**Goal of the exercise**. In the data below, how many lines contain the string "tattooed"? Reply with the number only.

**Records drawn from a dataset**.
==============================

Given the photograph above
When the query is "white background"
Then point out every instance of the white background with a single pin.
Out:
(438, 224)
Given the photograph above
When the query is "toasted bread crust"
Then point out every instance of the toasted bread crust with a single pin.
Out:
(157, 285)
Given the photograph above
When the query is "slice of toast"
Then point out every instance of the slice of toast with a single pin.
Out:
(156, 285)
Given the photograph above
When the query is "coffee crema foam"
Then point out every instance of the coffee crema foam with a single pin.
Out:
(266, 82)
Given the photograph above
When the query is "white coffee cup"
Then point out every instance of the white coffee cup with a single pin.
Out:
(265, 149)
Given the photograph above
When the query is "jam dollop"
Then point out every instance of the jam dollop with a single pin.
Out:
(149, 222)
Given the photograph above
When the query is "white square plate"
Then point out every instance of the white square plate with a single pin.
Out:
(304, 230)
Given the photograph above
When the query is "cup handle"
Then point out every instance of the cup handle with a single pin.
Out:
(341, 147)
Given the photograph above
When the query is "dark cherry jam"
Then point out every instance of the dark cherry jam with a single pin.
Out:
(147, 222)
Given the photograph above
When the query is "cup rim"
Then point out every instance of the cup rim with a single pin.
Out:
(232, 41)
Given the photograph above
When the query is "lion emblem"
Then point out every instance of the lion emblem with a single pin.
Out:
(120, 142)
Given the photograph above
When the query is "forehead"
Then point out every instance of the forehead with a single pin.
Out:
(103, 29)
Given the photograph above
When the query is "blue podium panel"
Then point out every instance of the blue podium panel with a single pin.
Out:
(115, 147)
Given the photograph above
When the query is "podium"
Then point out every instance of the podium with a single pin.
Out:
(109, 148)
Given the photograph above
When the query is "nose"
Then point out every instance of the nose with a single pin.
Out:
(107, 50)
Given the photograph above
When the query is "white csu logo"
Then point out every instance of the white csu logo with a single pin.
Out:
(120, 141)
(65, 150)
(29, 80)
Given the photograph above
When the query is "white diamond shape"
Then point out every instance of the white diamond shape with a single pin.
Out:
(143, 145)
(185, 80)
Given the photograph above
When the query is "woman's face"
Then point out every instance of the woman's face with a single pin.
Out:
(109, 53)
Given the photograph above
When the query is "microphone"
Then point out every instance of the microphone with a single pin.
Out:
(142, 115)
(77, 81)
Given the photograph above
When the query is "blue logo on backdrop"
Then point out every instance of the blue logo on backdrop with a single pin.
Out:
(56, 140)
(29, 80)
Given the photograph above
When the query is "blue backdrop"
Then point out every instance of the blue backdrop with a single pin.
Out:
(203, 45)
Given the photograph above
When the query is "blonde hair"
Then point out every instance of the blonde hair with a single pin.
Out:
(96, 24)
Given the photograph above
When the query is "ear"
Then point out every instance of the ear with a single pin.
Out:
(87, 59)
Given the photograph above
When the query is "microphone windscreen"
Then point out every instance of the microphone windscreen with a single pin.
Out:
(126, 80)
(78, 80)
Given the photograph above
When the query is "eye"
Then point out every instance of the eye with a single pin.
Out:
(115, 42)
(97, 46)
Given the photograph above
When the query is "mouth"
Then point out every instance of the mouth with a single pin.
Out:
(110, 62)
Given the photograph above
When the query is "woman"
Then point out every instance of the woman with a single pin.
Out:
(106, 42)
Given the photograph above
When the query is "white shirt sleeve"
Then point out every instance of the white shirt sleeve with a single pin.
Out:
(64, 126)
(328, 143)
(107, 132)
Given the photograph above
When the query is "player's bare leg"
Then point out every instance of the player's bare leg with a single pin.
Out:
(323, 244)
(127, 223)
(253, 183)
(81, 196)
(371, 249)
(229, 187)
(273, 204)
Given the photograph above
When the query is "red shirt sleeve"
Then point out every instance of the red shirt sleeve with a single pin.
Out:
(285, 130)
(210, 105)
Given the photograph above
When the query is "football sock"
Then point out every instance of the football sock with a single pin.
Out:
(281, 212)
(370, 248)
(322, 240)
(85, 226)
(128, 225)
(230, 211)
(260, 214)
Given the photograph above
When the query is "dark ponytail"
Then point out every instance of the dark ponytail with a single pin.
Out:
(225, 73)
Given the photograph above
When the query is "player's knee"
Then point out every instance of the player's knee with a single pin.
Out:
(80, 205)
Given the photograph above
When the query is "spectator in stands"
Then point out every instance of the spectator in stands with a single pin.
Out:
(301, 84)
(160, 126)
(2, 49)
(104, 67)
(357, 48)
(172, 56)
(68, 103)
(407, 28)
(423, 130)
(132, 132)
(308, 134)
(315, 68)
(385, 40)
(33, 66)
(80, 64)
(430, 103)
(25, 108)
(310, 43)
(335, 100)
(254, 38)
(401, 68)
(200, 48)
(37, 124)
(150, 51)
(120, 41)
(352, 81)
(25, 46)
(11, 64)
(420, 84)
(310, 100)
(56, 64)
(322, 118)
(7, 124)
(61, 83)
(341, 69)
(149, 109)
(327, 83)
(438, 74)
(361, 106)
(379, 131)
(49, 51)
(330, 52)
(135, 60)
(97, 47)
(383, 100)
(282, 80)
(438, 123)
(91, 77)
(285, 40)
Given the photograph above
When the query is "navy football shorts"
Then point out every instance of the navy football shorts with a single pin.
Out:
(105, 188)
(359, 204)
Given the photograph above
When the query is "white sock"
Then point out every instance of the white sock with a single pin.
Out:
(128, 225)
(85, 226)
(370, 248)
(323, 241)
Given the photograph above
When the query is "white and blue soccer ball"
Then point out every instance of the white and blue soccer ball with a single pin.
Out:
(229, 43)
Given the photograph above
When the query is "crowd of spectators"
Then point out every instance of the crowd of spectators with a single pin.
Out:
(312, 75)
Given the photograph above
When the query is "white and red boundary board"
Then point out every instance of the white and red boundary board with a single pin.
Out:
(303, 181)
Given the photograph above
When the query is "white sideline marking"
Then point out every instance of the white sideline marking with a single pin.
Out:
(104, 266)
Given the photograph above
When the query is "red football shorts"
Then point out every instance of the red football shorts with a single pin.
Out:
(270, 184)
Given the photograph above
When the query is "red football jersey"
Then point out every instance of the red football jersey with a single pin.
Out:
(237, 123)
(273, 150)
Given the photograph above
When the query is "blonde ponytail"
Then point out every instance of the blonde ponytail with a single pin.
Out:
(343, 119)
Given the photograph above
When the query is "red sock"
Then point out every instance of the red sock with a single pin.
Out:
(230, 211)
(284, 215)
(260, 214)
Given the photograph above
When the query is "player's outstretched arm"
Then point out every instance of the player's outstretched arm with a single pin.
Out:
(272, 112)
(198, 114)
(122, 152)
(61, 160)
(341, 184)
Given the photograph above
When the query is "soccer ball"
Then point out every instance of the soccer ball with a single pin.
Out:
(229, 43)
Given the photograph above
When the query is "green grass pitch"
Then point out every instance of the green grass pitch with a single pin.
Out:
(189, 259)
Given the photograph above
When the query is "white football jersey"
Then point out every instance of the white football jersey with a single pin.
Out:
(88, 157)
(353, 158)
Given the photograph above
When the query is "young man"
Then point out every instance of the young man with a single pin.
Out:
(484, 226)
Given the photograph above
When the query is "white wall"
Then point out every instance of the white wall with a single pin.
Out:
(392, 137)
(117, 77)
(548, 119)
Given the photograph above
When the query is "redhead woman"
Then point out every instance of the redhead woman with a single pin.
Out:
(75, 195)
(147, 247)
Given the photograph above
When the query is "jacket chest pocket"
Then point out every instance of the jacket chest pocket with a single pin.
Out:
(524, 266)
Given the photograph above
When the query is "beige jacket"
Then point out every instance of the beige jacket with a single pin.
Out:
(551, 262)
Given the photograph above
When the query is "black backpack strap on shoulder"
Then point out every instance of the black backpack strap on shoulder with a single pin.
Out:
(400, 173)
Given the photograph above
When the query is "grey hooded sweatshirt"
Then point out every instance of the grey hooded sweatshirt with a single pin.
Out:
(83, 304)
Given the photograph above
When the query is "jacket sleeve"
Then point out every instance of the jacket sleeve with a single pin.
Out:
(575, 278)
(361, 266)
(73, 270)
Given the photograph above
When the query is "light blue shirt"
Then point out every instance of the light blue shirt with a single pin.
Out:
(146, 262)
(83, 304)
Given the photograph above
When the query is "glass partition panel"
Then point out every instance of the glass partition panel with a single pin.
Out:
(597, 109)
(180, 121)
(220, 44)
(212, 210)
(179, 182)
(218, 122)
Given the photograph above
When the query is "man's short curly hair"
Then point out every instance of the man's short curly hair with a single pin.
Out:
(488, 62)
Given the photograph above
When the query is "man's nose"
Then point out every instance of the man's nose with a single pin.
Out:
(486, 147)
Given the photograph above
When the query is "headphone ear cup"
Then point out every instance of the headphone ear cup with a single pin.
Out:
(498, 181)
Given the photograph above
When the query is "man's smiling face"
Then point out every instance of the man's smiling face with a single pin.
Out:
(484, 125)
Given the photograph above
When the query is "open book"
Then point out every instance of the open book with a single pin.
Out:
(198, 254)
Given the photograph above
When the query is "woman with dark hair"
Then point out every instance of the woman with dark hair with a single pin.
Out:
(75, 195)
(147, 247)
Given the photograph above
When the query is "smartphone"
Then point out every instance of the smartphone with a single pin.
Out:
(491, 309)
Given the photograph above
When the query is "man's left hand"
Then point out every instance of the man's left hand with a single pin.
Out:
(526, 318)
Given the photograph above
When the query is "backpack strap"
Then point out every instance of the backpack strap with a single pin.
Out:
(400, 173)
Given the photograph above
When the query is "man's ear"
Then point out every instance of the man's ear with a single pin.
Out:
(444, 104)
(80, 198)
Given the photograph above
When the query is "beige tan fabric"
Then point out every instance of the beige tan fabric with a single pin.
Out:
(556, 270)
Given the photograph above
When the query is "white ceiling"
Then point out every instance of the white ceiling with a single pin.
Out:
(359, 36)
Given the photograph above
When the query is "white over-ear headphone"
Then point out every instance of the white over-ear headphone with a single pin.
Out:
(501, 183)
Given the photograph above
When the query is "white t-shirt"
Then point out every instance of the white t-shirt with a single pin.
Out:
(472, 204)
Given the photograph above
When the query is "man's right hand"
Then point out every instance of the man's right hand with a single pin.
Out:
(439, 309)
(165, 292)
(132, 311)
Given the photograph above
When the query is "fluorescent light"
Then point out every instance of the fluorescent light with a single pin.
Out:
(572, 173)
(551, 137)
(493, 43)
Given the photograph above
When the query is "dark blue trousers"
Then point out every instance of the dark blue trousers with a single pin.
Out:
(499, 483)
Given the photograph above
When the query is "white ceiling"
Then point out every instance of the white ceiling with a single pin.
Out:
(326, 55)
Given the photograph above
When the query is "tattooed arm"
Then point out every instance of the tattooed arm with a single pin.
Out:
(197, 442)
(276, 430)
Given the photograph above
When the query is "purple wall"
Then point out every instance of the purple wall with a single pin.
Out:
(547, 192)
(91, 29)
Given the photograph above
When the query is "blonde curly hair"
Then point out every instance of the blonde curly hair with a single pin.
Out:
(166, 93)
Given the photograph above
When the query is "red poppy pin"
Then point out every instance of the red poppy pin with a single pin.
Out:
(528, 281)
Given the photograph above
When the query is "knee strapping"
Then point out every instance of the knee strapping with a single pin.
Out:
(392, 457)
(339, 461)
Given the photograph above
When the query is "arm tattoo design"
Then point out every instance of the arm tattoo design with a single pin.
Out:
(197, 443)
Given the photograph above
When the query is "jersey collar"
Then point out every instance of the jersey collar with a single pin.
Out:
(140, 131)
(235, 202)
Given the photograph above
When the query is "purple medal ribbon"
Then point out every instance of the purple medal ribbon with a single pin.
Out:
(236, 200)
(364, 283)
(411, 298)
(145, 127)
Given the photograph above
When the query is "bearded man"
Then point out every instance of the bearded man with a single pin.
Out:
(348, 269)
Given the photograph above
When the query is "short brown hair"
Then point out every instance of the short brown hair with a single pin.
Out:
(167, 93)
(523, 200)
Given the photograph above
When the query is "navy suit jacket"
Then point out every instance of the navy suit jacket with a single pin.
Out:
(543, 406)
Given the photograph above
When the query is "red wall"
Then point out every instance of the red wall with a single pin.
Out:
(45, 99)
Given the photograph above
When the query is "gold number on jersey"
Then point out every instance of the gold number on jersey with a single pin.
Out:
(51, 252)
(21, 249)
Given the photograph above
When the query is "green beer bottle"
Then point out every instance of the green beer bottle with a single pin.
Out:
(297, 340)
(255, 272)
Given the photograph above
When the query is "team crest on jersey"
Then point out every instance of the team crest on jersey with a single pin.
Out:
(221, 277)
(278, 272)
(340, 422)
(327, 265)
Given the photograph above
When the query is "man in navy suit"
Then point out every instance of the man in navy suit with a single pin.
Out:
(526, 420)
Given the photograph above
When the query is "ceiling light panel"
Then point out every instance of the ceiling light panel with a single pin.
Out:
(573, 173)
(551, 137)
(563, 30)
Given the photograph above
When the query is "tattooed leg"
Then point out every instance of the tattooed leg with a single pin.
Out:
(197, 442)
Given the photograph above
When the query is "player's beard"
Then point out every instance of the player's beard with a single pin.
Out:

==============================

**Solution to the exercise**. 4